• WHAT YOU NEED TO DO:
The response has to reproduce all entries exactly while excluding their pictures.
※ ※ ※
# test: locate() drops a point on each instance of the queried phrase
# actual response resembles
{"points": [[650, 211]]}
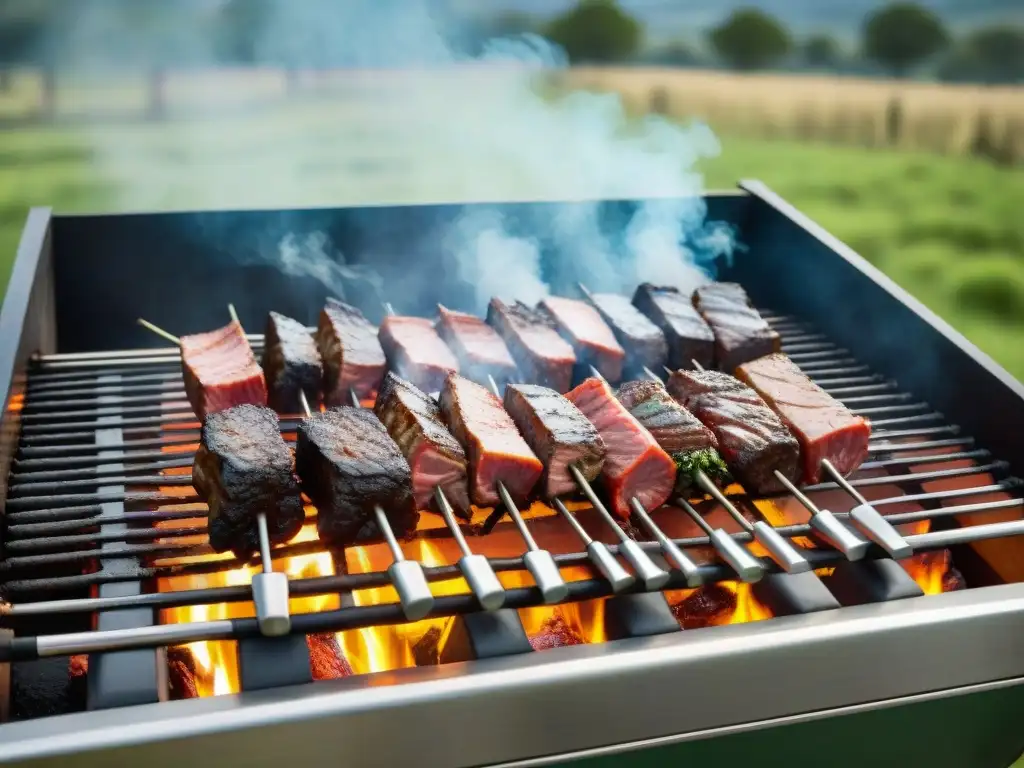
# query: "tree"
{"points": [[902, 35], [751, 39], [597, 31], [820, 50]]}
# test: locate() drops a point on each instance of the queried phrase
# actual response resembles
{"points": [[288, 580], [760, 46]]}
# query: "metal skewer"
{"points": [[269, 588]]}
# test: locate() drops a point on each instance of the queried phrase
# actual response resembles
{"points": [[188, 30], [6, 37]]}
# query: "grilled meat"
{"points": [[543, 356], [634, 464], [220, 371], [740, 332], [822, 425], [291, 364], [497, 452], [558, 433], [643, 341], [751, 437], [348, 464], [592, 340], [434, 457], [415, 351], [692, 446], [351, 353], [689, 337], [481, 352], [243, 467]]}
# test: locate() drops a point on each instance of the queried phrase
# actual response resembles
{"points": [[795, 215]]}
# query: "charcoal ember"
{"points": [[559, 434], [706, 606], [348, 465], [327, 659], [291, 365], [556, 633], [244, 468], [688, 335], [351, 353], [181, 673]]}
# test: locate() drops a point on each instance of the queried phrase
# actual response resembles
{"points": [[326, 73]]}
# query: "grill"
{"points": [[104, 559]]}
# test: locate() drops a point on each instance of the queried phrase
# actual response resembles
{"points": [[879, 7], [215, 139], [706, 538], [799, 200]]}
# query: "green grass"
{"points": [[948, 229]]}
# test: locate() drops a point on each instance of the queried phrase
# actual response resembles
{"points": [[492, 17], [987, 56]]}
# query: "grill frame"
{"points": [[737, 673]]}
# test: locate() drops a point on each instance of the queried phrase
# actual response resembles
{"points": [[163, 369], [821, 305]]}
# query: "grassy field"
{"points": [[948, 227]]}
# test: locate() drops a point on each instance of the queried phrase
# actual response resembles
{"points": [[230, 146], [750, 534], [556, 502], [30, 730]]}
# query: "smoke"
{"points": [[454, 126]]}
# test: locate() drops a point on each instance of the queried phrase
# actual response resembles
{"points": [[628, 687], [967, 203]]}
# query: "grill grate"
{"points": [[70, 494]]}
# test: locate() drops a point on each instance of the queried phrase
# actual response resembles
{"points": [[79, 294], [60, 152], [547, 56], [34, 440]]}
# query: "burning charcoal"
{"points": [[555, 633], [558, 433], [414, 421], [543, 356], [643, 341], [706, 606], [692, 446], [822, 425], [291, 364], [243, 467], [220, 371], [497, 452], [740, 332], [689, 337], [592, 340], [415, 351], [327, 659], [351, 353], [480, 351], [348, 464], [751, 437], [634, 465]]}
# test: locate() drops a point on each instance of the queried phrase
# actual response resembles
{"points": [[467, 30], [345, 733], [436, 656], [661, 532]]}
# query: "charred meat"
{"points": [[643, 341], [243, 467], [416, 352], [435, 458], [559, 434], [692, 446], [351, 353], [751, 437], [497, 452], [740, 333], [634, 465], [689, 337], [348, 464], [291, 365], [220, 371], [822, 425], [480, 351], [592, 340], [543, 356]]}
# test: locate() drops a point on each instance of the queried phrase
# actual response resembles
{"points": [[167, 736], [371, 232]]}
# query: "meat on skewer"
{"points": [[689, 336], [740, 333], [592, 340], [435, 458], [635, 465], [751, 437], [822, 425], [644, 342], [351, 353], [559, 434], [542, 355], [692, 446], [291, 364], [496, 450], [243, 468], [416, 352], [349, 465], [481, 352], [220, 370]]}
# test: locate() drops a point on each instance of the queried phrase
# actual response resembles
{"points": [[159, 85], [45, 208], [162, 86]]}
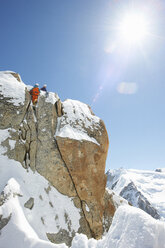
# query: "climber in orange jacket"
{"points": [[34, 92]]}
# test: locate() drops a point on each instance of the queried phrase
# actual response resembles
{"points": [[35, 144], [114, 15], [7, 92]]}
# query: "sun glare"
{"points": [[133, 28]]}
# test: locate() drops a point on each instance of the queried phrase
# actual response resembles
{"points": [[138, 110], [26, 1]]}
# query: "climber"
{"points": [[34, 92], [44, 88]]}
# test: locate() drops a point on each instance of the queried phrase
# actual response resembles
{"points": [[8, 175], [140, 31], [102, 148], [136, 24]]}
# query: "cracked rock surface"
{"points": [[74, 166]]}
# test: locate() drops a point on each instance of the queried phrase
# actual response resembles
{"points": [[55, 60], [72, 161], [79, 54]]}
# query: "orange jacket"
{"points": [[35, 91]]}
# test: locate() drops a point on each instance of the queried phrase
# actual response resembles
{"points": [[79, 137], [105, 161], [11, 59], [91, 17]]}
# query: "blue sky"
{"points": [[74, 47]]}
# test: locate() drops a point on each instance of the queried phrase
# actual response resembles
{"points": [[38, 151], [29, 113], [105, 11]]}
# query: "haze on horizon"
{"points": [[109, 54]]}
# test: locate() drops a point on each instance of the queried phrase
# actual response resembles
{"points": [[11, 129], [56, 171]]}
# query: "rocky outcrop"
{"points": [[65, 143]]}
※ ※ ※
• EXERCISE RESULT:
# test: locate() drops a point on each instance of the queried phrase
# actual response resembles
{"points": [[650, 211]]}
# query: "tree"
{"points": [[902, 35], [751, 39], [597, 31], [820, 50]]}
# test: locate() drops a point on each instance of the queried phrase
# actual response resembles
{"points": [[288, 580], [760, 46]]}
# query: "metal skewer"
{"points": [[269, 588]]}
# test: locate() drops a point on each instance of the queried phrase
# actual response resembles
{"points": [[188, 30], [6, 37]]}
# query: "grilled meat"
{"points": [[543, 356], [634, 464], [220, 371], [740, 332], [822, 425], [291, 364], [497, 452], [558, 433], [643, 341], [751, 437], [348, 464], [592, 340], [434, 457], [415, 351], [692, 446], [351, 353], [689, 337], [481, 352], [243, 467]]}
# test: locate() drops a point on each instance of the queried phrase
# actual response resembles
{"points": [[795, 215]]}
# query: "charcoal ember"
{"points": [[559, 434], [706, 606], [348, 465], [327, 659], [291, 365], [556, 633], [244, 468], [688, 335], [351, 353], [181, 673]]}
# test: locate() drops a point on each instance of the queried phrase
# actual response resembles
{"points": [[326, 73]]}
# query: "grill"
{"points": [[104, 559]]}
# test: locate() drops a point on each instance of the queried phrase
# actual response resembles
{"points": [[879, 7], [215, 139], [706, 538], [799, 200]]}
# query: "green grass"
{"points": [[948, 229]]}
# test: locate() drops a point on each instance of the queried phrase
# actual response resembles
{"points": [[492, 17], [987, 56]]}
# query: "grill frame"
{"points": [[737, 673]]}
# test: locate() drops a point on each instance of the queried phrase
# actual response resembles
{"points": [[163, 369], [821, 305]]}
# query: "grassy field"
{"points": [[948, 227]]}
# test: locate() drops a point on each instance of the queried phrase
# actual response resembles
{"points": [[230, 146], [750, 534], [556, 502], [30, 730]]}
# query: "smoke"
{"points": [[454, 126]]}
# test: locate() drops a point on each instance of the queried phrase
# actual response resembles
{"points": [[628, 687], [967, 203]]}
# query: "grill grate"
{"points": [[70, 494]]}
# test: locate() drops a point on each instance of the queried phrase
# actual response resembles
{"points": [[79, 294], [60, 152], [547, 56], [34, 440]]}
# query: "burning charcoal"
{"points": [[555, 633], [558, 433], [414, 421], [543, 356], [643, 341], [706, 606], [692, 446], [822, 425], [291, 364], [243, 467], [220, 371], [497, 452], [740, 332], [689, 337], [592, 340], [415, 351], [327, 659], [351, 353], [480, 351], [348, 464], [751, 437], [634, 465]]}
# test: locate() drops a point on each instance of the queried phrase
# actual response resembles
{"points": [[467, 30], [345, 733], [436, 656], [661, 532]]}
# query: "charred meat"
{"points": [[643, 341], [243, 467], [416, 352], [435, 458], [559, 434], [692, 446], [351, 353], [751, 437], [497, 452], [740, 333], [634, 465], [689, 337], [348, 464], [291, 365], [220, 371], [822, 425], [480, 351], [592, 340], [543, 356]]}
# test: locate() drops a point on each instance of the queried phrase
# actual response resembles
{"points": [[167, 736], [371, 232]]}
# query: "meat on skewer"
{"points": [[689, 336], [740, 333], [592, 340], [435, 458], [635, 465], [751, 437], [822, 425], [644, 342], [351, 353], [559, 434], [542, 355], [692, 446], [291, 364], [496, 450], [243, 468], [416, 352], [349, 465], [481, 352], [220, 370]]}
# test: locate() drops a point on each instance of the queried phrase
# actual response resembles
{"points": [[159, 85], [45, 208], [162, 86]]}
# query: "climber in orange jacket"
{"points": [[34, 92]]}
# test: locate() drops a point on each instance of the queried phrase
# actual response resembles
{"points": [[35, 144], [114, 15], [7, 92]]}
# query: "sun glare"
{"points": [[133, 28]]}
# test: locate() drops a point on each instance of the queried phrase
# actual response resembles
{"points": [[138, 110], [26, 1]]}
# query: "climber"
{"points": [[34, 92], [44, 88]]}
# test: locate() drops a point on each instance of the queried phrase
# actual response resembles
{"points": [[8, 175], [140, 31], [102, 148], [136, 24]]}
# query: "cracked rock surface"
{"points": [[74, 166]]}
# test: locate() drops a point on each instance of the queried phrase
# actual response resembles
{"points": [[55, 60], [72, 161], [79, 54]]}
# query: "orange jacket"
{"points": [[35, 91]]}
# test: locate() drops a point on each instance of the queried phrase
# actual response resembles
{"points": [[79, 137], [105, 161], [11, 59], [91, 17]]}
# query: "blue sky"
{"points": [[74, 47]]}
# test: locate() drops a point on each instance of the queried phrase
# actual response resembles
{"points": [[38, 151], [29, 113], [105, 11]]}
# query: "haze on horizon"
{"points": [[109, 54]]}
# test: locate() drops a point on each instance of the queried phrase
# actual response resembles
{"points": [[11, 129], [56, 171]]}
# query: "rocky outcrop"
{"points": [[65, 143]]}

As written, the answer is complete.